• **Description of the task**
Extract every line in the items below that contains the string "curtain", matching case exactly.

Excerpts of labeled region data:
#####
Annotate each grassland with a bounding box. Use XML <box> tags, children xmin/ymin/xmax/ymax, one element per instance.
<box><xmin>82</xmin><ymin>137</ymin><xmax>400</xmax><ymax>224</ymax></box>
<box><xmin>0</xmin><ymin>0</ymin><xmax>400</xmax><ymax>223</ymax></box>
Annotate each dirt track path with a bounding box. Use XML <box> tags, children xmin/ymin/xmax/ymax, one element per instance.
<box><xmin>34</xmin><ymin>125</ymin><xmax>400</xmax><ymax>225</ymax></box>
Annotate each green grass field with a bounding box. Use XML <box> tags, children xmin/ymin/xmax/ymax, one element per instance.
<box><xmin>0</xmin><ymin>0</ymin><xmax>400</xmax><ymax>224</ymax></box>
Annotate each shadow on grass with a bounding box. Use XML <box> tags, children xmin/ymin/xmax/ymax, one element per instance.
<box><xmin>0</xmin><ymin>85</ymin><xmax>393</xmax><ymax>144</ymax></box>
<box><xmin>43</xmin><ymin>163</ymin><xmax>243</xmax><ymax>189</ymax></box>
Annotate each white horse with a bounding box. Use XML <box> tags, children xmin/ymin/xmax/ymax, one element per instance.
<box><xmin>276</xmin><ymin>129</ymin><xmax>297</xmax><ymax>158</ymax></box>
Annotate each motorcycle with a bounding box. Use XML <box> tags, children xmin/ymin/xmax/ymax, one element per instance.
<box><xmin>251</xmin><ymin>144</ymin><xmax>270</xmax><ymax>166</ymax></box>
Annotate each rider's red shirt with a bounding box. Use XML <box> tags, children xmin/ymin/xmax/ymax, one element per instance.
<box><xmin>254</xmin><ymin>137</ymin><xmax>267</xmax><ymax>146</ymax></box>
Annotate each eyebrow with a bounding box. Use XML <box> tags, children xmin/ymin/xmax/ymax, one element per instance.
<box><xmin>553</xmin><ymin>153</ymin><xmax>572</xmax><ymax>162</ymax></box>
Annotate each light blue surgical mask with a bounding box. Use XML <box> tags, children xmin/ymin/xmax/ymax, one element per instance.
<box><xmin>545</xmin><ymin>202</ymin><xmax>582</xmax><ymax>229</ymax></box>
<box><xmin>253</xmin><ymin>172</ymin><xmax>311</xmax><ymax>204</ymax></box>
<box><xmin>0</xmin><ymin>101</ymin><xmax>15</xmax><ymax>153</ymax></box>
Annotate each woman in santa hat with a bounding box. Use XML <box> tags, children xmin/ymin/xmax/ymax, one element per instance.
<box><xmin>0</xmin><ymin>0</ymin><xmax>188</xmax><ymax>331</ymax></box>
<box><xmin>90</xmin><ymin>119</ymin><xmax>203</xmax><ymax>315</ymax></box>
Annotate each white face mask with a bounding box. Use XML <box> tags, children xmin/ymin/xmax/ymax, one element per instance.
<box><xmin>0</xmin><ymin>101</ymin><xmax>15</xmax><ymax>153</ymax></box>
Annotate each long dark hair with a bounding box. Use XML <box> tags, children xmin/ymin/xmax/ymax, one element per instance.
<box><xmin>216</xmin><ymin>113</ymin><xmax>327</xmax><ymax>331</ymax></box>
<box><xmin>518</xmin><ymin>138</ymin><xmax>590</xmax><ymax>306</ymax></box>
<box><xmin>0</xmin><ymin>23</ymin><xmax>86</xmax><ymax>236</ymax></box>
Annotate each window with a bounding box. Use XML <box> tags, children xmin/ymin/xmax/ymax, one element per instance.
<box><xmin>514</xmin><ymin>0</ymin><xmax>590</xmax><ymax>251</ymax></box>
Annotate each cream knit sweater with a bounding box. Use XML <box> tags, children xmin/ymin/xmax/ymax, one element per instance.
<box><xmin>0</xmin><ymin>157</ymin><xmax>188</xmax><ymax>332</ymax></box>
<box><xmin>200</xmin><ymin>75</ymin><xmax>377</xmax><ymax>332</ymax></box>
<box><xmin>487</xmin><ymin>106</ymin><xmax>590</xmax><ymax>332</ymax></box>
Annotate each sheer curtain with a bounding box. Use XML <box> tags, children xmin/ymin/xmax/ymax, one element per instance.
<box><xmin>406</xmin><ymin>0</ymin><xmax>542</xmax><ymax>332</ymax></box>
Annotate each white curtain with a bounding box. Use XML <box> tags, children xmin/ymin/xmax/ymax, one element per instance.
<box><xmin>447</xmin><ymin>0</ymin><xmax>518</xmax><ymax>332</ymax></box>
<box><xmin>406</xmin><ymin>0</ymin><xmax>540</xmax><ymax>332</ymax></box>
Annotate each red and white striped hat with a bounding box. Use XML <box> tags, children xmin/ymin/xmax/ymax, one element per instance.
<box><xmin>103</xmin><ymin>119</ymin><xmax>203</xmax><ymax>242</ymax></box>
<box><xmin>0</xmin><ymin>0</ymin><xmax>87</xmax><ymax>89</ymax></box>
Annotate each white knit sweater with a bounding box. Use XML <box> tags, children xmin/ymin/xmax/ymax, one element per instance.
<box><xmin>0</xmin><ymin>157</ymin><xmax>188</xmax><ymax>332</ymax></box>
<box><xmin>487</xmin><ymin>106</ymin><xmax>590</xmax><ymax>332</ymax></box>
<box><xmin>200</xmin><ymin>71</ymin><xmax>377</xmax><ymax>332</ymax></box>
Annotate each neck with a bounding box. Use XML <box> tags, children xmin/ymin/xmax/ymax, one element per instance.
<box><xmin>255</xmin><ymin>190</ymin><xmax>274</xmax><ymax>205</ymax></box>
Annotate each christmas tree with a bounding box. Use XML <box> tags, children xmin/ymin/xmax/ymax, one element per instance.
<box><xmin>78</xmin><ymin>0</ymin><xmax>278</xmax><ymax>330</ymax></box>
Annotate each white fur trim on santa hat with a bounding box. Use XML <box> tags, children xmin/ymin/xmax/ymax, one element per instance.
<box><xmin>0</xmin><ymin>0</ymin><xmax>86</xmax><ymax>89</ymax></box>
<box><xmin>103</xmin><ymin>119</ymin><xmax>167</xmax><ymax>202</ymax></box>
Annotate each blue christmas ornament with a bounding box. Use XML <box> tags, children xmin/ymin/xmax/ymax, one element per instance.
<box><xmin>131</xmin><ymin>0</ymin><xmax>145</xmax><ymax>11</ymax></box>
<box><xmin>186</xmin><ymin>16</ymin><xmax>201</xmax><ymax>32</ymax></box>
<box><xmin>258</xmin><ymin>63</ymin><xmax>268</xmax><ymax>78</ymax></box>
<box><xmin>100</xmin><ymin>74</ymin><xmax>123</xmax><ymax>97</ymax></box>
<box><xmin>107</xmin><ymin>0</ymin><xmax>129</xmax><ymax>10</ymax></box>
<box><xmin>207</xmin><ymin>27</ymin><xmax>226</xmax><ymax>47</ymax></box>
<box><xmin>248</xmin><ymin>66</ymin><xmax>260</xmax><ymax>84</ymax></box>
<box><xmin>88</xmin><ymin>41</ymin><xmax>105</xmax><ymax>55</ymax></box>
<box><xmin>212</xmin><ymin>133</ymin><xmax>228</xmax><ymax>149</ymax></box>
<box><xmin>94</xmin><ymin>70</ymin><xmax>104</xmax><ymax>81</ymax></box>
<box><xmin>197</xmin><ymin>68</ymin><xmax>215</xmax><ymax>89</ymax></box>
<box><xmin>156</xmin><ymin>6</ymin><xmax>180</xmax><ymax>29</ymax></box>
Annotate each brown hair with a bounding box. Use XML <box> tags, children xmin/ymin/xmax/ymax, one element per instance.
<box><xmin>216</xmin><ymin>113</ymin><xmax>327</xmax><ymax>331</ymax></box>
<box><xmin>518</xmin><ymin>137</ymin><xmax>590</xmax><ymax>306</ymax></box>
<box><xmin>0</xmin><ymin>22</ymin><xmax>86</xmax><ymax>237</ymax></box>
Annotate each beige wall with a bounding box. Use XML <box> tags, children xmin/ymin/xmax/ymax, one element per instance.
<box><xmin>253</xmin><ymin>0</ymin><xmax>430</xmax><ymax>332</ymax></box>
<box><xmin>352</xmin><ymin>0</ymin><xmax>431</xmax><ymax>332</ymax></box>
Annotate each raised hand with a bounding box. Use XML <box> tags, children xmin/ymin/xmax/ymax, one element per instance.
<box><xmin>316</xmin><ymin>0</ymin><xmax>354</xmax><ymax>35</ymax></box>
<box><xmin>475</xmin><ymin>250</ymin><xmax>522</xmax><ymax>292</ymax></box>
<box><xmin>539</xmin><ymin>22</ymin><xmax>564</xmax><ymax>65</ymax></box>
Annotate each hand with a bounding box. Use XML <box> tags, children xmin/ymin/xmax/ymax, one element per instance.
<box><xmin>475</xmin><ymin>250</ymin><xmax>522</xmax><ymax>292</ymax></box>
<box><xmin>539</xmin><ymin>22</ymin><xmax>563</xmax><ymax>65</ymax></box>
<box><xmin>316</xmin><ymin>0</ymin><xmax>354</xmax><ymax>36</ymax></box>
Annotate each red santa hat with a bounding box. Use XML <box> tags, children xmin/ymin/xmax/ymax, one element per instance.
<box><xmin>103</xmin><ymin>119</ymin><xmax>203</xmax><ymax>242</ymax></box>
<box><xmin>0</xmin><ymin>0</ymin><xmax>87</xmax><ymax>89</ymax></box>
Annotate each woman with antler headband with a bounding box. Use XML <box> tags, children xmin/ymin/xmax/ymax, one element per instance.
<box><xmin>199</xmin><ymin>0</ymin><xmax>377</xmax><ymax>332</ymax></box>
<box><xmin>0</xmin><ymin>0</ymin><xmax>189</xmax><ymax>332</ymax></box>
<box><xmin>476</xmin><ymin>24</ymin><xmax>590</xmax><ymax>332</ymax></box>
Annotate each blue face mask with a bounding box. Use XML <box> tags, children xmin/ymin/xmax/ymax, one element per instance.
#####
• **The solution**
Annotate each sheer curtain with a bounding box. Use XML <box> tags, children xmin/ymin/xmax/ymax, one element per instance.
Annotate each white curtain with a bounding box. Use XML <box> tags, children xmin/ymin/xmax/ymax, one element per instance.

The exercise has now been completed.